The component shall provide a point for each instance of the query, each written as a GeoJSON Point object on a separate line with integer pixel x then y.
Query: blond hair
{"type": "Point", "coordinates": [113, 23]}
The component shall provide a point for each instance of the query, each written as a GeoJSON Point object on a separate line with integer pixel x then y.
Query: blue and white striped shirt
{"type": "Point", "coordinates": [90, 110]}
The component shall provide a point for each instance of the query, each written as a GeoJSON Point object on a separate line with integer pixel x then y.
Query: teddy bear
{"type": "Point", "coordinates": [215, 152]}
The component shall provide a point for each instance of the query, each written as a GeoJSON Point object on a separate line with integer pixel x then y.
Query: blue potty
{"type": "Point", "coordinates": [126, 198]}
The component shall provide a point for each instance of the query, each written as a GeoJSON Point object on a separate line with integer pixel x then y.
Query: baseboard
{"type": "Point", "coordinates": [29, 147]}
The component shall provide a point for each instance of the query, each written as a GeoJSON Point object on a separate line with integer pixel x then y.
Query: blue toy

++++

Exercise objective:
Reproduce all of the rows above, replacing each occurrence of "component" with "system" and leaving everything else unchanged.

Result for this task:
The system shall provide a point for each instance of the query, each written as a GeoJSON Point object on a separate line with integer pixel x then y.
Query: blond hair
{"type": "Point", "coordinates": [113, 23]}
The system shall provide a point for each instance of the query, each written as a GeoJSON Point object on a separate line with integer pixel x then y.
Query: blue and white striped shirt
{"type": "Point", "coordinates": [90, 110]}
The system shall provide a point for each instance of the query, each written as a GeoJSON Point object on a separate line with integer pixel x then y.
Query: teddy bear
{"type": "Point", "coordinates": [215, 152]}
The system shall provide a point for each instance of the query, each written as a GeoJSON Point object on a separate line with integer pixel x then y.
Query: blue potty
{"type": "Point", "coordinates": [126, 198]}
The system shall provide a point for each instance of the query, each written as a GeoJSON Point object on a separate line with integer pixel x then y.
Query: baseboard
{"type": "Point", "coordinates": [29, 147]}
The system shall provide a point for each instance of the query, each written as a GeoJSON Point object on a separate line with integer pixel x then y.
Query: blue toy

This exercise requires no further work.